**PROVIDED PASSAGE**

[Start]

DCG Growth Segments, Cloud and Comms now represent over 2 thirds of total DCG revenue. Cloud revenue was up 3% year over year, returning to growth after a historic 2018 platform refresh as cloud service providers exited a 3 quarter capacity absorption cycle. Enterprise and government revenue came in ahead of expectations, growing 1% on strong mix and better China demand, while communication service providers revenue increased 11% on continued adoption and share gains of IA based solutions. We estimate in Q3 that the Enterprise and Government and Communications Service Provider segment benefited from trade related demand pull ins of approximately $200,000,000 in revenue from Q4. As a result of the strong top line performance, DCG achieved record quarterly operating income and operating margin of 49% was up 13 points sequentially.
Our other data centric businesses were up 13% year over year and Q3 marked IoTG's first $1,000,000,000 revenue quarter, up 9% year over year, underscoring Intel's expanding opportunity at the edge. IoTG operating income was down 4% year over year due to lower benefits from inventory reserves and a mix shift to lower margin products. Mobileye revenue and operating income were up year over year 20% and 29% respectively on continued ADAS penetration and new program launches. NSG revenue returned to growth, up 19% on continued bit growth, partially offset by year over year pricing declines. These pricing declines along with the one time impacts discussed earlier contributed to NSG's operating loss of approximately $500,000,000 PSG revenue grew 2% year over year on continued strength in wireless, partially offset by softness in cloud and enterprise.

[End]

**WRITTEN TASKS**
• A. Turn the paragraph in the earnings commentary that begins "DCG Growth Segments, Cloud and Comms" into a short bulleted list that keeps its main facts.
• B. According to the earnings commentary, why was IoTG operating income down 4% year over year?
• C. Carry on the earnings commentary on Intel's business segments from its last sentence.
The entries after this text come from a separate source.

**RECORD LIST**
[Start]

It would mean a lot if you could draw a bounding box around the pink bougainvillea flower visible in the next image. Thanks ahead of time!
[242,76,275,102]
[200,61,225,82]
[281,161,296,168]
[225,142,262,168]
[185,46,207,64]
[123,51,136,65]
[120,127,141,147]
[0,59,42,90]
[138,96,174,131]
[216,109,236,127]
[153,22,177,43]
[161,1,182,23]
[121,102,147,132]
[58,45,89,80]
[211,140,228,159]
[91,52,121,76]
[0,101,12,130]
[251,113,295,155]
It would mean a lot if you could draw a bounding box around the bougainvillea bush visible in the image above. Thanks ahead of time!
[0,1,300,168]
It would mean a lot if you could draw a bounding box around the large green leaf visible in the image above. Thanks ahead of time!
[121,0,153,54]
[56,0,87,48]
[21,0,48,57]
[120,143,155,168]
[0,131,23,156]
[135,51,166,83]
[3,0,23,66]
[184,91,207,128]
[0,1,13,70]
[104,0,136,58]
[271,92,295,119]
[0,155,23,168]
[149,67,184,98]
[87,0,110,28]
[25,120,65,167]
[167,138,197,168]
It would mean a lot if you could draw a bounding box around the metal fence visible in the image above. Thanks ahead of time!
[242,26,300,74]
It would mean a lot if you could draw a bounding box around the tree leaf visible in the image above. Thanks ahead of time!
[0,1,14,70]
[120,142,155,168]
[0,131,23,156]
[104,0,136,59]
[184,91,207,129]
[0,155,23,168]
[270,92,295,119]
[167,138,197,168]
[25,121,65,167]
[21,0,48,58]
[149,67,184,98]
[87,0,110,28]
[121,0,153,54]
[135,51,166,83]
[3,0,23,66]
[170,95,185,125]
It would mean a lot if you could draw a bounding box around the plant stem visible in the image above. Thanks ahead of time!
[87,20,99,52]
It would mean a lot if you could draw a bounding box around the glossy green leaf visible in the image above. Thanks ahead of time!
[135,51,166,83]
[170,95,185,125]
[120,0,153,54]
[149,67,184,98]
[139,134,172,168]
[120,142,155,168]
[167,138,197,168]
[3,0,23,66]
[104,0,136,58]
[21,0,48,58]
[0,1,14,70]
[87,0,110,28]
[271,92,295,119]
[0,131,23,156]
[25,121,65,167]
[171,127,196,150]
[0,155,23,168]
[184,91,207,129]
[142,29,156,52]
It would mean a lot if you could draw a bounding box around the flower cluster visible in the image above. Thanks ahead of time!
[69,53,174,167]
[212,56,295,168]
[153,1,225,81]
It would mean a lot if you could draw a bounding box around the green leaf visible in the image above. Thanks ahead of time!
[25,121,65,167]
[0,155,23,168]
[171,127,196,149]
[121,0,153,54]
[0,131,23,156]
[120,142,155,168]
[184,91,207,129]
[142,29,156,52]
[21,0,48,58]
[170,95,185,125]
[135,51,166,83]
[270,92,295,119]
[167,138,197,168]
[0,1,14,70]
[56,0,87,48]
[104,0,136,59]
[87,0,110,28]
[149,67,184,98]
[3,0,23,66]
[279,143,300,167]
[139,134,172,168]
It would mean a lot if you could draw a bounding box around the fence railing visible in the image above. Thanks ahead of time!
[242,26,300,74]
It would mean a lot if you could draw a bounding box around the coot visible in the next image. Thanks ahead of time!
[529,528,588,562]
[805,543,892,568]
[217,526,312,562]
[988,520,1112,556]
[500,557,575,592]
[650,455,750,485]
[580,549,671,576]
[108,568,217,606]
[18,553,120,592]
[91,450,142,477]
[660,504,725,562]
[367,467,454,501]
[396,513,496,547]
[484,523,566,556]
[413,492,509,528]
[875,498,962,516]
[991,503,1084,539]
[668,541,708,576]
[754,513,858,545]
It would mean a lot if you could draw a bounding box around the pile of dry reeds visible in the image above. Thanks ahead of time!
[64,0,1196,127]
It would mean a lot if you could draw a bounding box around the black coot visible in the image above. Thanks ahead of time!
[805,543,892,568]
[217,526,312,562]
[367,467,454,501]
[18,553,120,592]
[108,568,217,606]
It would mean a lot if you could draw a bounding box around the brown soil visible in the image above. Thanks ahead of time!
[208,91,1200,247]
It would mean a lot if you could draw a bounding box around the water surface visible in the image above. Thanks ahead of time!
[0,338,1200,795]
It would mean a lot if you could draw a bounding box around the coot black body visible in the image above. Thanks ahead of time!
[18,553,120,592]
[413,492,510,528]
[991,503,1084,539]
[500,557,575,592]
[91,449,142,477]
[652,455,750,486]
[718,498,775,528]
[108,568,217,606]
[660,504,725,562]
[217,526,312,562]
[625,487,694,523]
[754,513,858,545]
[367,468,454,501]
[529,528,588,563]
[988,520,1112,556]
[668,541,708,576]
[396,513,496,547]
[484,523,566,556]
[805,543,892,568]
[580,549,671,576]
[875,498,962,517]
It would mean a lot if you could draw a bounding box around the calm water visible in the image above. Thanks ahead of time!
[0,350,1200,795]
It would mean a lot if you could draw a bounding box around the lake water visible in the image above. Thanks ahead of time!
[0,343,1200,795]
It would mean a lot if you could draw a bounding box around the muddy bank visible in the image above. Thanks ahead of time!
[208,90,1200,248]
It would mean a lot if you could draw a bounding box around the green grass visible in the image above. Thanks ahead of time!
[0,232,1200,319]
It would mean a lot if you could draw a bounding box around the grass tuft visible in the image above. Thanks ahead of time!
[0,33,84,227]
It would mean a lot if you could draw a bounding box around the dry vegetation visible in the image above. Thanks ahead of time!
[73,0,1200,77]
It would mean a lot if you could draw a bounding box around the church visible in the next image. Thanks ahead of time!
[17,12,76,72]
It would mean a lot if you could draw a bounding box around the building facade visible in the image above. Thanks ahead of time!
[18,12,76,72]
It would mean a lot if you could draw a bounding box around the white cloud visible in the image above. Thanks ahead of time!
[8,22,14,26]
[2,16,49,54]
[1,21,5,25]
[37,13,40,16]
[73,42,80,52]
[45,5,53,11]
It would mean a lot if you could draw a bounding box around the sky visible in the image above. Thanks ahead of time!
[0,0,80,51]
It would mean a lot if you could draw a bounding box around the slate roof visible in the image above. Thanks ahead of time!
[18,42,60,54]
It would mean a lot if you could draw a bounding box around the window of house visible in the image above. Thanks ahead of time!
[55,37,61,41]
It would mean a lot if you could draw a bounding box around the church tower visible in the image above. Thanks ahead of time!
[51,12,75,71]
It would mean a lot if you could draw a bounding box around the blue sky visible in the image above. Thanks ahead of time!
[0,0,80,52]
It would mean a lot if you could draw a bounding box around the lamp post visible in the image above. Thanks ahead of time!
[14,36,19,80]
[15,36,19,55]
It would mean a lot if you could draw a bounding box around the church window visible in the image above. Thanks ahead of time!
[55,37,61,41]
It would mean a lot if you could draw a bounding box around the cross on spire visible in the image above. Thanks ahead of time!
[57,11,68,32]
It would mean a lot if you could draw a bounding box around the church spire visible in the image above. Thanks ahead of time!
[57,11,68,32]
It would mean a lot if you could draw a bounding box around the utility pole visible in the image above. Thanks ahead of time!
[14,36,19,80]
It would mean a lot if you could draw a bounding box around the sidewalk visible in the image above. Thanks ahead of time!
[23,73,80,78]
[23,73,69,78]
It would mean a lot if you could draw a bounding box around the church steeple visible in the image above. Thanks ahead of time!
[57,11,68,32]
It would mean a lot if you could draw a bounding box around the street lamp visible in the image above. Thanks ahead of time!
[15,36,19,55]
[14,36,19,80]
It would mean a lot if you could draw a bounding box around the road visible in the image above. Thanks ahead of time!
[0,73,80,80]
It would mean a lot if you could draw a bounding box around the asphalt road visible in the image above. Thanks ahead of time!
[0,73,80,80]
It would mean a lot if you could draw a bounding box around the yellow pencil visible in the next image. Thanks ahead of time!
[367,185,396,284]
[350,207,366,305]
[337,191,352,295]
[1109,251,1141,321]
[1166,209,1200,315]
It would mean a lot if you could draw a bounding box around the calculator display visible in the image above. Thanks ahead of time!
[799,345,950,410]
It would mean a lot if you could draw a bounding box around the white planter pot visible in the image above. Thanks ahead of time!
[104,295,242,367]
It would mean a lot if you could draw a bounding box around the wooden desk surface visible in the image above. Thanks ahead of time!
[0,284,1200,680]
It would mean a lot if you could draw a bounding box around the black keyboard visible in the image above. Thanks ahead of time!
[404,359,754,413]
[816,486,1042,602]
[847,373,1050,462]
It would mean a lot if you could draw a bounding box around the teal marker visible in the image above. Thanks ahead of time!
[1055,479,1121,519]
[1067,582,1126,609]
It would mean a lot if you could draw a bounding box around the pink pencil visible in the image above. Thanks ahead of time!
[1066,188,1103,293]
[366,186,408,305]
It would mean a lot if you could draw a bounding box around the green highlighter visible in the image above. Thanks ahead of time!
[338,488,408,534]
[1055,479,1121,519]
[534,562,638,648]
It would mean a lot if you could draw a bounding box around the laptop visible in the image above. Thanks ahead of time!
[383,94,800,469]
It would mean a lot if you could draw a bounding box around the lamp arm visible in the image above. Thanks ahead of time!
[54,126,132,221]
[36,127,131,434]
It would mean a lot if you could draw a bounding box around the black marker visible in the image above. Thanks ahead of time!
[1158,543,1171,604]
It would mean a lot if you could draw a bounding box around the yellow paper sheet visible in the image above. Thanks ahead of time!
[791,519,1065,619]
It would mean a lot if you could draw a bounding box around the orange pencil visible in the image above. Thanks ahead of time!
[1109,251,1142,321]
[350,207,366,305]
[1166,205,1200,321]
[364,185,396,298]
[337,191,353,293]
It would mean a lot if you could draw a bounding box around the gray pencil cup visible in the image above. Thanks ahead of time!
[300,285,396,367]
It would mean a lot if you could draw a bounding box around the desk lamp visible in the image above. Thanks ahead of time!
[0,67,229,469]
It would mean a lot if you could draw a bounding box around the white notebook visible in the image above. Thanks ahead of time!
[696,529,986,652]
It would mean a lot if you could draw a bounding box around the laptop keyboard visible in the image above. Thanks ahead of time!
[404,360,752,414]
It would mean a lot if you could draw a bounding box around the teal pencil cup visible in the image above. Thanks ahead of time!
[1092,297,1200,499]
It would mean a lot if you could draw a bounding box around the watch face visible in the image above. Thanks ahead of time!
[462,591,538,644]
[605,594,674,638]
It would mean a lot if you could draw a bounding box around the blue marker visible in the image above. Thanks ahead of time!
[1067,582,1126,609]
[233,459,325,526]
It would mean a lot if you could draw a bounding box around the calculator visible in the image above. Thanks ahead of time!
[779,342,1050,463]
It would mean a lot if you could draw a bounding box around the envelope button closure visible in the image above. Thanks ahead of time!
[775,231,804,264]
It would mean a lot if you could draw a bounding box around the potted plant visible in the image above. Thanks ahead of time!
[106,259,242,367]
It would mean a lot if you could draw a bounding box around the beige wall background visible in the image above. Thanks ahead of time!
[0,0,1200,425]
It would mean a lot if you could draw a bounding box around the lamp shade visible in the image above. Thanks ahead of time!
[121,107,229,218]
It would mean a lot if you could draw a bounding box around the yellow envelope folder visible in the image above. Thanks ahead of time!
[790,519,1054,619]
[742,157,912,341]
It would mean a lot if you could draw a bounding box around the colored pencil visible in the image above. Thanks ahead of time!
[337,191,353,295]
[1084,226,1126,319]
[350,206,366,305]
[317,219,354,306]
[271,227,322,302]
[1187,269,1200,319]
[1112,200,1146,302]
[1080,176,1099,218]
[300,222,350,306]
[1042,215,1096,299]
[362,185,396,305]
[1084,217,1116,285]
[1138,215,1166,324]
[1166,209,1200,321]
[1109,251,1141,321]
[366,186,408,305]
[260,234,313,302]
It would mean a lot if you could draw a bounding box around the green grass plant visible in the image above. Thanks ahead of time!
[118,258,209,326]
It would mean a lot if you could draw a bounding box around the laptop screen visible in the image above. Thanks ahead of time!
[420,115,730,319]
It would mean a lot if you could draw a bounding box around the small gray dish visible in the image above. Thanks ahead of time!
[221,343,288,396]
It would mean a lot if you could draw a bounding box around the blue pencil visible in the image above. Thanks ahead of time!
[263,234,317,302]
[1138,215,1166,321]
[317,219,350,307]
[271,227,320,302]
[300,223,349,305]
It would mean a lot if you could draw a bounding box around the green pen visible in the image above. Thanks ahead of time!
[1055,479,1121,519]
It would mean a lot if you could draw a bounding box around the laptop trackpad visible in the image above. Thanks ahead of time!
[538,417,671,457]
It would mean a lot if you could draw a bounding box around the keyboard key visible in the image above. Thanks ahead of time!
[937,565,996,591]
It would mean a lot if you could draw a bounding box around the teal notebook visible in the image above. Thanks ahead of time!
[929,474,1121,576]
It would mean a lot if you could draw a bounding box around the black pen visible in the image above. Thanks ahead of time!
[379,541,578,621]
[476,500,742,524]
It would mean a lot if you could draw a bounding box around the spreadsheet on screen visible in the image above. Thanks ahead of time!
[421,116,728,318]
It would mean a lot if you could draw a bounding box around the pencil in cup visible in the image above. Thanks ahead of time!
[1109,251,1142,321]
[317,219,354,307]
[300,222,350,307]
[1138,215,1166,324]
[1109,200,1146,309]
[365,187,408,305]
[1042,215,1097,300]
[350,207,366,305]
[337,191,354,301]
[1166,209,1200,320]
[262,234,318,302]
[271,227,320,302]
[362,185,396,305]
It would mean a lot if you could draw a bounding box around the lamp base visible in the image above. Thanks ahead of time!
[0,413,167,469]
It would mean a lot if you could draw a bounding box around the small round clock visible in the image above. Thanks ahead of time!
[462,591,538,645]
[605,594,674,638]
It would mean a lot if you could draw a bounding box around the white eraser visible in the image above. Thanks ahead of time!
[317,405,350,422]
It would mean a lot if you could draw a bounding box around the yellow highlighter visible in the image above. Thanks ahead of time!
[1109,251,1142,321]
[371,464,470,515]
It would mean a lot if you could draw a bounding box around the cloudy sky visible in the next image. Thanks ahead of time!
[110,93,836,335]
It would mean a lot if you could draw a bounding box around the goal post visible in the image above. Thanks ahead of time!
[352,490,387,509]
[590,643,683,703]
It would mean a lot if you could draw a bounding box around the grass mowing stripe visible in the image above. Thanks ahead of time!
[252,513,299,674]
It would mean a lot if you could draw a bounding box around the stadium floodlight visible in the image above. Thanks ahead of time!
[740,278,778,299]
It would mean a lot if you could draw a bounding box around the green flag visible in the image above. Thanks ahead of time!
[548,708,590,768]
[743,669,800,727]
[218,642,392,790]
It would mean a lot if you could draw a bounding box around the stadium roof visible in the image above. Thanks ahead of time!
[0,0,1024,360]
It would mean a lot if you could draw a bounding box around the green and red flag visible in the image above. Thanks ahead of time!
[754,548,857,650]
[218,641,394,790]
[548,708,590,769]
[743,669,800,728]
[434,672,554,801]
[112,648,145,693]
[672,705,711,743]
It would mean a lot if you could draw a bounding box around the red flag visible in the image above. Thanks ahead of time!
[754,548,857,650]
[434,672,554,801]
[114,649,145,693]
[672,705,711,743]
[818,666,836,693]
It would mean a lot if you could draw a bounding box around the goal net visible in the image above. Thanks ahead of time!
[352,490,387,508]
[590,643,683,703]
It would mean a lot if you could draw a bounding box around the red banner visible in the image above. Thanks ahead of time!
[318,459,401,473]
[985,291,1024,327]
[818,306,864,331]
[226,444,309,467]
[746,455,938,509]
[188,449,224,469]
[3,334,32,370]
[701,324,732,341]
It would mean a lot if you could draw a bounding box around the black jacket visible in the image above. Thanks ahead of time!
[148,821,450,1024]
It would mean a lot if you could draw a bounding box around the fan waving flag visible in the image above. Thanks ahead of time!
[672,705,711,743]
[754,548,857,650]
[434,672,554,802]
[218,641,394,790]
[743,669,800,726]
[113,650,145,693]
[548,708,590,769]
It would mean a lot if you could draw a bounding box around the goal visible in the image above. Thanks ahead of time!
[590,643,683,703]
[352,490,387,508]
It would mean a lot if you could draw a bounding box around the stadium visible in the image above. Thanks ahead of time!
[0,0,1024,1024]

[End]

**RESULTS OF THE TASKS**
• A.
- Cloud and Comms now make up over two thirds of total DCG revenue.
- Cloud revenue rose 3% year over year, returning to growth as cloud service providers exited a 3 quarter capacity absorption cycle.
- Enterprise and government revenue grew 1%, ahead of expectations, on strong mix and better China demand.
- Communication service providers revenue rose 11% on continued adoption and share gains of IA based solutions.
- An estimated $200,000,000 in revenue was pulled into Q3 from Q4 by trade-related demand in the Enterprise and Government and Communications Service Provider segments.
- DCG reached record quarterly operating income, and its operating margin of 49% was up 13 points sequentially.

• B. IoTG operating income fell 4% year over year because of lower benefits from inventory reserves and a shift in mix toward lower margin products.

• C.
And operating income was down 13% on segment product mix. CCG revenue was $9,700,000,000 down 5% year over year as ASP strength partially offset lower platform volume. DC unit volumes were down 10% versus Q3 2018 where we benefited from drawing down internal inventory to satisfy demand. We continue to be supply constrained in Q3, particularly at the value end of the market as higher than expected PC demand strength continues to outpace our supply despite the capacity additions that Bob discussed earlier. Adjacencies grew 10% year over year, driven by strong demand for modems and connectivity solutions.
Operating margin was 44%, flat year on year as lower revenue was offset by lower spending driven by the 5 gs smartphone modem exit. Year to date, we have generated $23,300,000,000 in operating cash flow and invested $11,500,000,000 in CapEx. We also returned 122 percent of free cash flow to shareholders through dividends and buybacks. During the quarter, we ramped buybacks purchasing 92,000,000 shares at an average price of $48.78 per share. Now moving to the full year outlook.
As a result of our strong Q3 operating performance and momentum into Q4, we are increasing our revenue outlook for 2019 by $1,500,000,000 to $71,000,000,000 We expect revenue from our data centric businesses to be flat to slightly up for the full year and expect our PC centric business to be flat to slightly down, both improving versus prior guidance. Operating margin for the year is expected to be approximately 32.5 percent, up 0.5 point from our prior guide. Full year expectations for gross margin unchanged at approximately 60%. We expect Q4 gross margin to be down 2 to 2.5 points sequentially as we continue to ramp 10 nanometer and we'll have sold through the previously reserved inventory consistent with prior expectations. Expectations for full year spending are unchanged, down approximately $900,000,000 year on year.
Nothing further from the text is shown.